= EXCERPTED TEXT =

Segment Open

Letters

Father Ryan’s Guidance

Posted

With all the news stories regarding priests and their alleged abuse of youth in their care, I want to relate a positive story about a priest of my youth, and the effect he had on me and many other young men.

Father James Ryan was a new priest assigned to Sacred Heart parish in Bayside, Queens (Diocese of Brooklyn) in the mid-1950s. He immediately made his positive mark with families and their children.

My personal association with him, like many other boys, was his work with us to become altar boys, learning about our religion, the Mass in Latin and patiently teaching us the altar boys’ responses.

Once a year, out of his own pocket, he would hire a bus and take all the boys to Sunken Meadow State Park on Long Island, for a day of fun and food, something we were not accustomed to, due to family finances and other conditions. We are thankful to this day, not only for that but also for his spiritual guidance and obvious care and concern for us.

I am now 75, a father, grandfather, military veteran and retired NYPD officer. Father Ryan’s positive influence on my life is one of the main reasons I am the man I am today.

Father Ryan, later Monsignor Ryan, was truly a man of God, and what the Catholic Church and our religion is all about.

What we read and hear today about some of the Church’s clergy is beyond a tragedy, and needs to be dealt with severely, so that it stops and is never repeated. I think Father Ryan would be ashamed and extremely dismayed by these actions, as he represented all that is good about our Church and our God.

Segment Closed

= WHAT YOU HAVE TO DO =
Copy out the letter about Father Ryan's guidance word for word, from its heading to its final sentence.

= INFORMATION SUPPLIED =
Segment Open

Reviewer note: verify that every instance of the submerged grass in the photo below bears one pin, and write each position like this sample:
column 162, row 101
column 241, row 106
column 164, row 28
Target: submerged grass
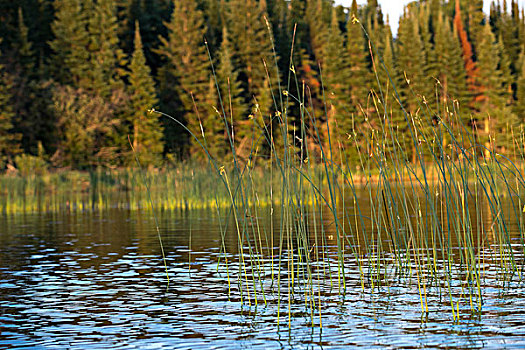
column 438, row 221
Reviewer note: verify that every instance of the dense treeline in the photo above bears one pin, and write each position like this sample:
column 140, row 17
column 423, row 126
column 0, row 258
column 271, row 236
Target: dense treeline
column 78, row 77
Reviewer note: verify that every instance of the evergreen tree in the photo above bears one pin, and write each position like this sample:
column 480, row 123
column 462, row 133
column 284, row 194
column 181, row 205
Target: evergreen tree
column 252, row 43
column 359, row 79
column 185, row 75
column 8, row 140
column 466, row 47
column 410, row 60
column 451, row 71
column 411, row 67
column 495, row 117
column 336, row 82
column 146, row 128
column 70, row 61
column 519, row 107
column 235, row 108
column 106, row 59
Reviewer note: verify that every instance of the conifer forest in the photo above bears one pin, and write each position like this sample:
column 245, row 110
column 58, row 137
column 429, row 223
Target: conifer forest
column 78, row 77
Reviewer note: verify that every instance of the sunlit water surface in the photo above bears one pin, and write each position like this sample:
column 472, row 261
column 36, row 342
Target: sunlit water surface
column 97, row 280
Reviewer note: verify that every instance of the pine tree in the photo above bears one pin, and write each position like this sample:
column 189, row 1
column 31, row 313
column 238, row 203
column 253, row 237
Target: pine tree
column 359, row 79
column 451, row 71
column 467, row 54
column 336, row 83
column 252, row 43
column 410, row 60
column 106, row 59
column 9, row 145
column 185, row 75
column 235, row 108
column 411, row 67
column 495, row 117
column 146, row 128
column 70, row 61
column 519, row 107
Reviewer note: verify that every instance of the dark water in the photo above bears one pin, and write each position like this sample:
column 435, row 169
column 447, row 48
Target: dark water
column 96, row 280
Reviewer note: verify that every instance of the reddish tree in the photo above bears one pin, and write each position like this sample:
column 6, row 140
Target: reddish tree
column 466, row 46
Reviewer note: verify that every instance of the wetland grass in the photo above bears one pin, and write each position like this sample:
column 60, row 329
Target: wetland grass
column 445, row 219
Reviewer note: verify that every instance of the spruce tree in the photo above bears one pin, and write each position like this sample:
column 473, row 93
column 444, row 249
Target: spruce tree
column 519, row 107
column 451, row 71
column 236, row 110
column 70, row 61
column 106, row 60
column 9, row 145
column 185, row 74
column 411, row 66
column 359, row 78
column 146, row 128
column 495, row 119
column 336, row 83
column 252, row 43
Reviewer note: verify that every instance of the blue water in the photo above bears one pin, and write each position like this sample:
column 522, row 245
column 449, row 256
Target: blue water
column 97, row 281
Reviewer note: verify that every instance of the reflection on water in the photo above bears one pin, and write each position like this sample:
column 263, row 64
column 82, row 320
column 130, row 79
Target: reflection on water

Segment Closed

= TASK SOLUTION =
Letters

Father Ryan’s Guidance

Posted

With all the news stories regarding priests and their alleged abuse of youth in their care, I want to relate a positive story about a priest of my youth, and the effect he had on me and many other young men.

Father James Ryan was a new priest assigned to Sacred Heart parish in Bayside, Queens (Diocese of Brooklyn) in the mid-1950s. He immediately made his positive mark with families and their children.

My personal association with him, like many other boys, was his work with us to become altar boys, learning about our religion, the Mass in Latin and patiently teaching us the altar boys’ responses.

Once a year, out of his own pocket, he would hire a bus and take all the boys to Sunken Meadow State Park on Long Island, for a day of fun and food, something we were not accustomed to, due to family finances and other conditions. We are thankful to this day, not only for that but also for his spiritual guidance and obvious care and concern for us.

I am now 75, a father, grandfather, military veteran and retired NYPD officer. Father Ryan’s positive influence on my life is one of the main reasons I am the man I am today.

Father Ryan, later Monsignor Ryan, was truly a man of God, and what the Catholic Church and our religion is all about.

What we read and hear today about some of the Church’s clergy is beyond a tragedy, and needs to be dealt with severely, so that it stops and is never repeated. I think Father Ryan would be ashamed and extremely dismayed by these actions, as he represented all that is good about our Church and our God.